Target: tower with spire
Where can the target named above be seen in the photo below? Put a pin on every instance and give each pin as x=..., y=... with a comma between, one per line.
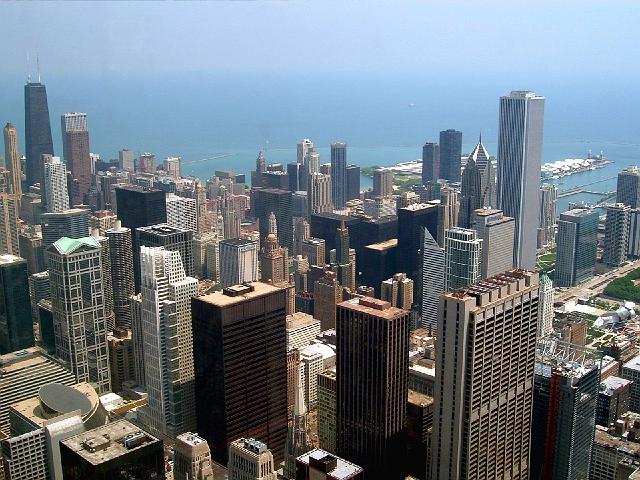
x=299, y=434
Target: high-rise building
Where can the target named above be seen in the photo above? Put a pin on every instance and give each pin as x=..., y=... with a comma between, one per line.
x=319, y=194
x=462, y=258
x=398, y=291
x=171, y=238
x=12, y=160
x=339, y=174
x=320, y=464
x=37, y=130
x=482, y=414
x=519, y=154
x=382, y=182
x=71, y=223
x=168, y=341
x=547, y=216
x=230, y=362
x=278, y=202
x=116, y=450
x=238, y=261
x=545, y=306
x=616, y=235
x=16, y=324
x=76, y=151
x=79, y=310
x=56, y=197
x=450, y=155
x=577, y=243
x=120, y=248
x=628, y=187
x=496, y=232
x=9, y=216
x=192, y=458
x=126, y=161
x=372, y=366
x=353, y=182
x=250, y=459
x=564, y=411
x=182, y=212
x=433, y=280
x=430, y=162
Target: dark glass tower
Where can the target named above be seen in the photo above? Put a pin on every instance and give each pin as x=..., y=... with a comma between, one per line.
x=339, y=174
x=37, y=130
x=450, y=154
x=16, y=328
x=240, y=358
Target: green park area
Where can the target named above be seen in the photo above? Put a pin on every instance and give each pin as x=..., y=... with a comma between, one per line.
x=625, y=288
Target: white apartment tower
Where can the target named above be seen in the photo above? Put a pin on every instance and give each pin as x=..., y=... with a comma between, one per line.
x=166, y=294
x=56, y=197
x=519, y=154
x=462, y=257
x=182, y=212
x=78, y=302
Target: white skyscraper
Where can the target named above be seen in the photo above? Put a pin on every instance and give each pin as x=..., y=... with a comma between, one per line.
x=168, y=341
x=433, y=281
x=79, y=309
x=519, y=154
x=462, y=257
x=182, y=212
x=238, y=261
x=56, y=197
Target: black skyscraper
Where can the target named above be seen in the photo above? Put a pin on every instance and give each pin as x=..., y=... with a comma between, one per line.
x=450, y=153
x=37, y=130
x=430, y=162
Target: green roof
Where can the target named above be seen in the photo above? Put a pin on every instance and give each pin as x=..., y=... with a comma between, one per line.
x=66, y=245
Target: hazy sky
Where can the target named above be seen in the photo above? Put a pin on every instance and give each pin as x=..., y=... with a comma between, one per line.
x=560, y=37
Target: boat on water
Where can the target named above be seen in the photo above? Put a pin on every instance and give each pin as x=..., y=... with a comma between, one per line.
x=570, y=166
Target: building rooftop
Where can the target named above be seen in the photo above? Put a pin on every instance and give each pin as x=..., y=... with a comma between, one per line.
x=105, y=443
x=238, y=293
x=343, y=469
x=381, y=246
x=374, y=307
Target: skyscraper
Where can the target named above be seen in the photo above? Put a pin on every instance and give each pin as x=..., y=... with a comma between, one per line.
x=496, y=232
x=565, y=395
x=547, y=216
x=75, y=142
x=168, y=341
x=519, y=154
x=54, y=187
x=12, y=159
x=239, y=261
x=628, y=187
x=372, y=367
x=577, y=244
x=433, y=280
x=616, y=235
x=462, y=257
x=319, y=194
x=37, y=130
x=16, y=324
x=450, y=154
x=339, y=174
x=120, y=247
x=482, y=414
x=9, y=216
x=79, y=313
x=430, y=162
x=239, y=346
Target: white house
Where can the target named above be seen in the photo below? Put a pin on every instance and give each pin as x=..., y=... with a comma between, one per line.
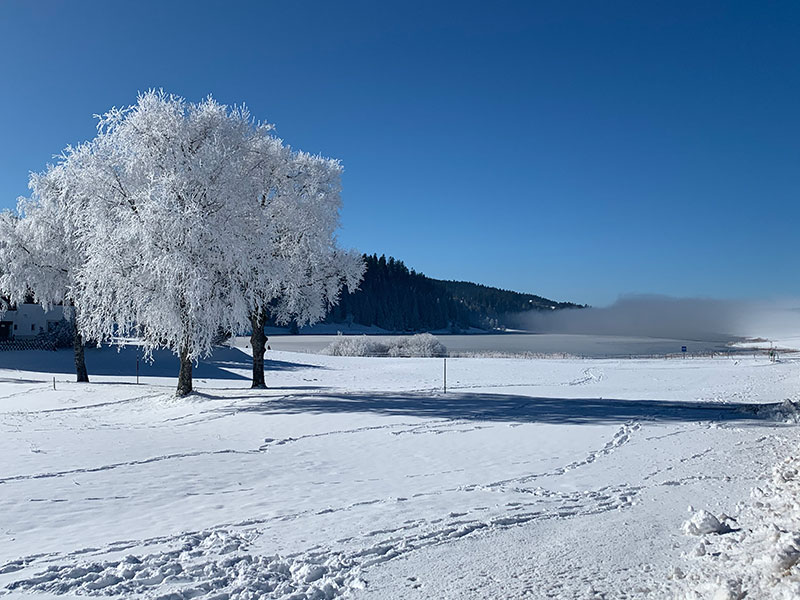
x=27, y=321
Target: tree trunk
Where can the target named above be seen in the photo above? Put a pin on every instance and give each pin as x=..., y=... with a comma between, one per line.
x=80, y=360
x=258, y=342
x=185, y=375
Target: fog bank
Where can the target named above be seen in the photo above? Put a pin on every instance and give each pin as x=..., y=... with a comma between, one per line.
x=676, y=318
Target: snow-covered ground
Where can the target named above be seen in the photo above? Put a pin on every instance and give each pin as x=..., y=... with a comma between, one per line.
x=358, y=477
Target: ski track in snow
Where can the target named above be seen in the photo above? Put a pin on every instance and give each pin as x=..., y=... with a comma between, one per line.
x=217, y=564
x=227, y=562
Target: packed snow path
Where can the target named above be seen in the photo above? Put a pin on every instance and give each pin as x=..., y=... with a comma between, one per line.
x=359, y=478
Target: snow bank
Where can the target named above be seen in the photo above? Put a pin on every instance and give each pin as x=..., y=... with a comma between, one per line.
x=209, y=564
x=758, y=559
x=421, y=345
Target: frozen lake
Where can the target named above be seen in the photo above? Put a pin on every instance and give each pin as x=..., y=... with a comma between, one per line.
x=593, y=346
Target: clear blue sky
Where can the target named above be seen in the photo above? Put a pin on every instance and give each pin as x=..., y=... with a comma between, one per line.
x=577, y=150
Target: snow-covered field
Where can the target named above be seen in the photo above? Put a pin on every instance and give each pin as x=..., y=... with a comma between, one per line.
x=358, y=477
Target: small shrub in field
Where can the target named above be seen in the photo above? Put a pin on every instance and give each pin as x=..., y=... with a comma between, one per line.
x=423, y=345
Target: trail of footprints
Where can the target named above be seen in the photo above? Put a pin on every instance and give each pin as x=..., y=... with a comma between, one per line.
x=219, y=564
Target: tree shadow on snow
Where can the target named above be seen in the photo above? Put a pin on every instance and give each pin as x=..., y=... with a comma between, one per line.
x=108, y=361
x=512, y=408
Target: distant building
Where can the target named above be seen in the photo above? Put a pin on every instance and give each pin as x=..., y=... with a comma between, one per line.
x=27, y=321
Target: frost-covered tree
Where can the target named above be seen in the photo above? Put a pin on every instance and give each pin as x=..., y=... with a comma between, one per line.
x=42, y=251
x=169, y=230
x=302, y=209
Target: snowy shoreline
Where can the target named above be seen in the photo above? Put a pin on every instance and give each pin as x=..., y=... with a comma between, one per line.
x=358, y=477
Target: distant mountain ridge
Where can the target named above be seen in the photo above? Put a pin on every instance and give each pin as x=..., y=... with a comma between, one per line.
x=396, y=298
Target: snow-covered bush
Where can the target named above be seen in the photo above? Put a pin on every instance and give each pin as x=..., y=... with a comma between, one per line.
x=422, y=345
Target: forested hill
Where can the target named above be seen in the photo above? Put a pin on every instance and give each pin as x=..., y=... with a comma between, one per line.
x=397, y=298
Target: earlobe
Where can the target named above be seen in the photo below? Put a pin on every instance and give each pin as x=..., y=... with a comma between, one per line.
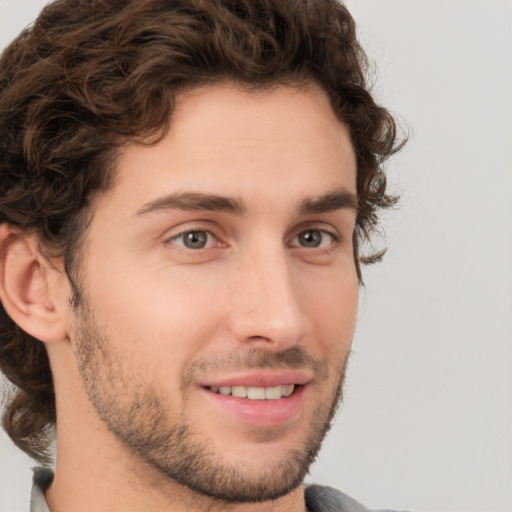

_WORK TO DO_. How many lines in the entries above contain the string "white" with matching case? Reply with the number alone.

_THE RESULT_. 3